**EXERCISE:**
Write out the material exactly, with the pictures left out.

**THE DATA:**
## start
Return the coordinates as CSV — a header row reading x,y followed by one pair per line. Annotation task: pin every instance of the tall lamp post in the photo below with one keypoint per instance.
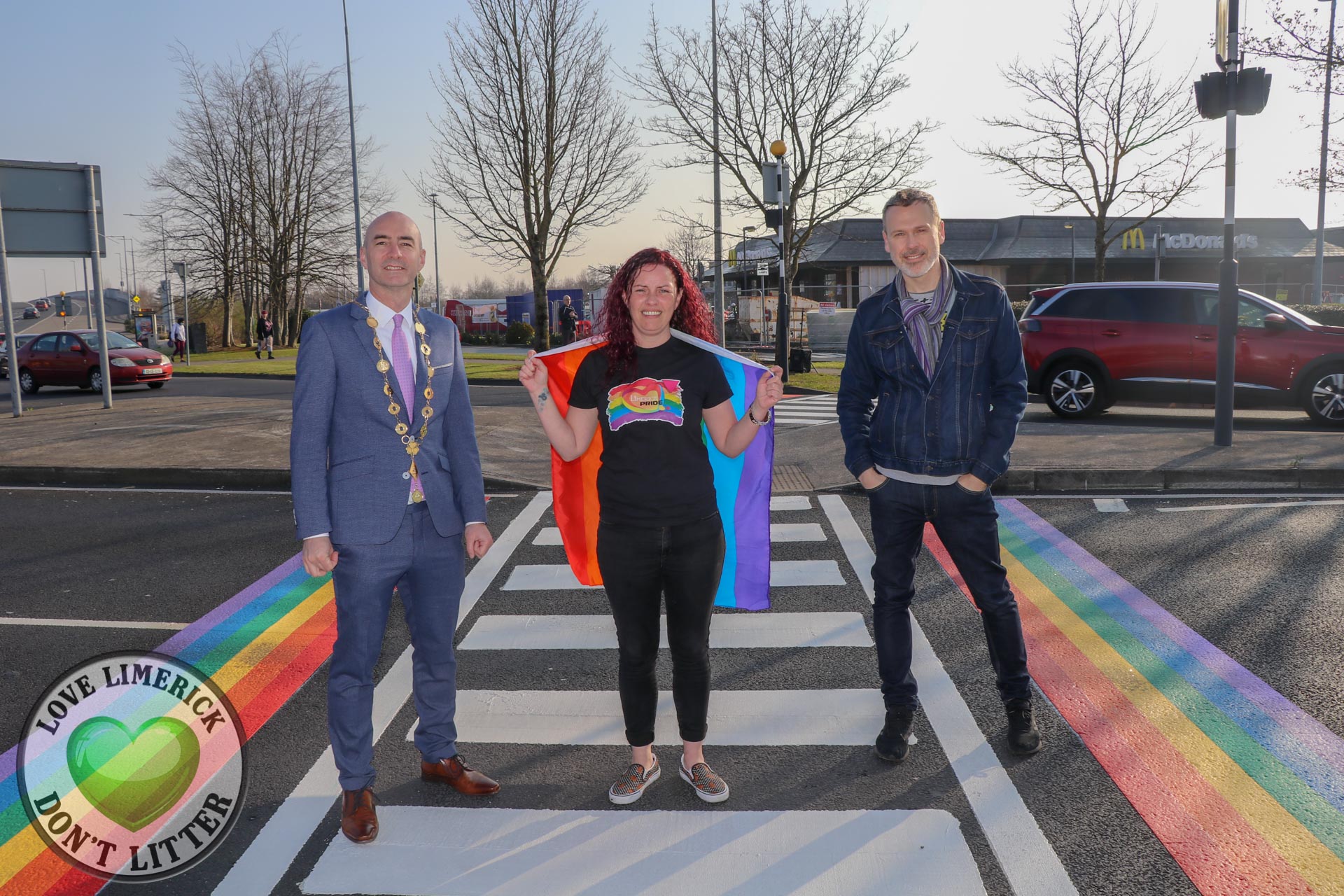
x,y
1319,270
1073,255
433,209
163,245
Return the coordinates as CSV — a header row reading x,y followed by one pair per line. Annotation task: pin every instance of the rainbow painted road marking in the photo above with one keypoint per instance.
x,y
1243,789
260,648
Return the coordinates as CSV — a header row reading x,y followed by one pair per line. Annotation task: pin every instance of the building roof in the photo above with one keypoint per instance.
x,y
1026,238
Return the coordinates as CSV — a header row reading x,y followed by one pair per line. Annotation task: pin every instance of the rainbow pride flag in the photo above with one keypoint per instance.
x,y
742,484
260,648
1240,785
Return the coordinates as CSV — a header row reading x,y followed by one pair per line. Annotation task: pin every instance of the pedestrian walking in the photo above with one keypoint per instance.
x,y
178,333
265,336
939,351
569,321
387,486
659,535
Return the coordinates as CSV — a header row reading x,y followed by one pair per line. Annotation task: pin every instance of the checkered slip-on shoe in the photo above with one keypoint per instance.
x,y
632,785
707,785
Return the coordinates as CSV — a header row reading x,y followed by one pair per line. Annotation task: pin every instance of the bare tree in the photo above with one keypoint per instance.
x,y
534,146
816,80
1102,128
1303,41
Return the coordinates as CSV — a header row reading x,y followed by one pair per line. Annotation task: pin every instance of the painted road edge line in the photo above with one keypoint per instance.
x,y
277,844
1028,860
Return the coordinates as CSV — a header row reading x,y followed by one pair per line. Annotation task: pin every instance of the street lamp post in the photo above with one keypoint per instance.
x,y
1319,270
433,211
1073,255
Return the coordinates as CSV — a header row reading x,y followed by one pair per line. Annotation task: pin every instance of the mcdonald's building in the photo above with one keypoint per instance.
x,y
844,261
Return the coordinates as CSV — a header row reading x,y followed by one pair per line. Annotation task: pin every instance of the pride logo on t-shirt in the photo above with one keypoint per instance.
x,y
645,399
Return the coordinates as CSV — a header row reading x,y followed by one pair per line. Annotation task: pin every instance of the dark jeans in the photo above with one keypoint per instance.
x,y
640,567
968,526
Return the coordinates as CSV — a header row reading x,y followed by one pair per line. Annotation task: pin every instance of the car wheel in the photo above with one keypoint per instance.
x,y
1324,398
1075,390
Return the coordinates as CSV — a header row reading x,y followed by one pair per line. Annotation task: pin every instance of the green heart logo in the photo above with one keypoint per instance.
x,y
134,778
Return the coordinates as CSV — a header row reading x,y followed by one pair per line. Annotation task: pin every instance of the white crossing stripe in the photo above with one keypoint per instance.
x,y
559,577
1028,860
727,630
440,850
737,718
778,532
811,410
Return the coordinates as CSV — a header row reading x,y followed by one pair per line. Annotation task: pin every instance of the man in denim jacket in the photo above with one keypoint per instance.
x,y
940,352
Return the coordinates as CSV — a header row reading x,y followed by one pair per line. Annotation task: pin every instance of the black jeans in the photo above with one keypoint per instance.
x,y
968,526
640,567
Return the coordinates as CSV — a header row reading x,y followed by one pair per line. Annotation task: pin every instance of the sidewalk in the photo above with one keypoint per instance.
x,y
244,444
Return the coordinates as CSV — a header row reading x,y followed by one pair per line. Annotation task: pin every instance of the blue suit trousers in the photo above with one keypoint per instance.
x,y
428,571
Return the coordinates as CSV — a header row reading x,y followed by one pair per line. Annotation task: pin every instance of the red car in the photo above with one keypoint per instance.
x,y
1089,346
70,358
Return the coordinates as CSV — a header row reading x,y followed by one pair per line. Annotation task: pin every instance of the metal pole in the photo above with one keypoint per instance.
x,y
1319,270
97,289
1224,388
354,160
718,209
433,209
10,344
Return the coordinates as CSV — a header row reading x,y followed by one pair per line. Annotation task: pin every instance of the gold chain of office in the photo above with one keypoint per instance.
## end
**ANSWER:**
Return the coordinates as CSV — a header row reading x,y followed by one pair per line. Annotation task: pin every instance of the tall lamp post in the photo below with one keypoint per instance.
x,y
1319,270
1073,255
433,209
163,245
Return the coordinates as CSV — a header row reading x,y followed by one pair per line. Annotation task: pin every instance of the rainbow painted road marking in the photo above with one keypoint per instance.
x,y
1243,789
260,648
Return the coordinates as CSV — a header row reading x,y followed by one pair per line. Annotation task: pin every instance of the building roof in the photo above with one keypoint per instance.
x,y
1026,238
Return the coordinates as CSV — a header row reading x,y followed by one pair per line. Annotation task: pin every instance of the rainbow pride flag in the photo above with one keypoint per instance.
x,y
742,484
260,648
1240,785
Return the coordinates as CSV — a header row reading x,y followed by one pair per line. Annotation task: pin every instance of the pedestrian walking in the photo above with one keypoint per instance.
x,y
178,333
265,336
939,351
569,321
387,486
659,535
Return the coordinates as CSV — a header row reading x,y followed by one pair per line. Annotation task: pin every instance of the checkered slip-on shoe in the photo above with one keypoint per instance.
x,y
632,785
707,785
Return the coordinates as CSV — a header row reading x,y followed by one pair per line. Annotation task: pin every instance of the bare tree in the photo above with one keypoint per instance.
x,y
534,146
816,80
1102,128
1303,41
Return the coordinates as CSV — a header row reading x,y followed by one pair per line. Annotation task: pin every instance of the painted road edge line in the photo above with one keypoint per instance.
x,y
277,844
1028,860
Return the coordinates as CSV — a header row reading x,y followed by one pair per line. Annotation task: pin every instance of the street lamp post in the photo above with one keypoint per instance.
x,y
1319,270
433,211
1073,255
Return the coordinates as CSV — a header row reading x,y followed by one pair per line. Annotation task: pin every instance of the mcdonald's building in the photo above with one keypoint per instance.
x,y
844,261
Return the coordinates as CSV — a header row reading x,y followed by one pair per line. Annotation task: pin every instance of the pride logo on t-shirt in the photo above with one keypoint per instance.
x,y
645,399
Return the coordinates as CSV — a header row reading x,y followed by one pair per line. Annotation task: pin every instance of the dark jeans in the photo above with one keypoint per instance.
x,y
640,567
968,526
Return the coordinates as CSV — a header row reading x,y followed by one pair per line. Annotation task: pin every instance of the car wheel in the photo above with one keypoint per instance.
x,y
1324,398
1075,390
Return the coordinates as CSV — a header row reading x,y followed by one pair per line. Annotation task: pin every instance of the green heart logo in the photo above with one keypoint per instance.
x,y
134,778
Return the coordinates as CSV — a header row reading x,y followed by one pair per line. Annotation task: pin every instance of the white crossing stripe in the photo above with one keypoint per instance.
x,y
559,577
1028,860
727,630
440,850
737,718
778,532
811,410
Return the coordinates as CSV — a header row reading x,y followed by one pair per line. Annotation task: pin every instance of the man in denim jacket in the photo above with one keypoint per instance.
x,y
940,352
Return the coordinates as CSV — a header row reading x,y followed by one pair per line. Annotation task: pin every instance of the black jeans in the photo above with one keypoint per instance.
x,y
968,526
640,567
Return the coordinates as CSV — a header row reading x,y followed by one pair per line. Annotation task: pin every instance of the sidewalk in the photo above with one keypoint per instance.
x,y
244,444
Return the coordinates as CSV — a header row reading x,y followed by one pair per line. Annotation task: pin every instance of the blue suit trousers in the photo above with one keypoint per instance.
x,y
428,571
Return the coordinates as CSV — a header row reading x,y followed by one pair per line. Annotation task: pin every instance of the red car in the photo above with one keypoint per instance.
x,y
1089,346
70,358
Return the coordinates as CSV — a header row reading x,y followed by one pair per line. Annotation task: pin every instance of the metal pole in the photo above with one keypoint per instance.
x,y
1319,270
97,289
1224,388
354,160
718,209
433,209
10,344
Return the coordinates as CSV — a header row reading x,y followed by one pair per line. Annotation task: pin every instance of the gold chain of office in the photo above with one keypoint per instance.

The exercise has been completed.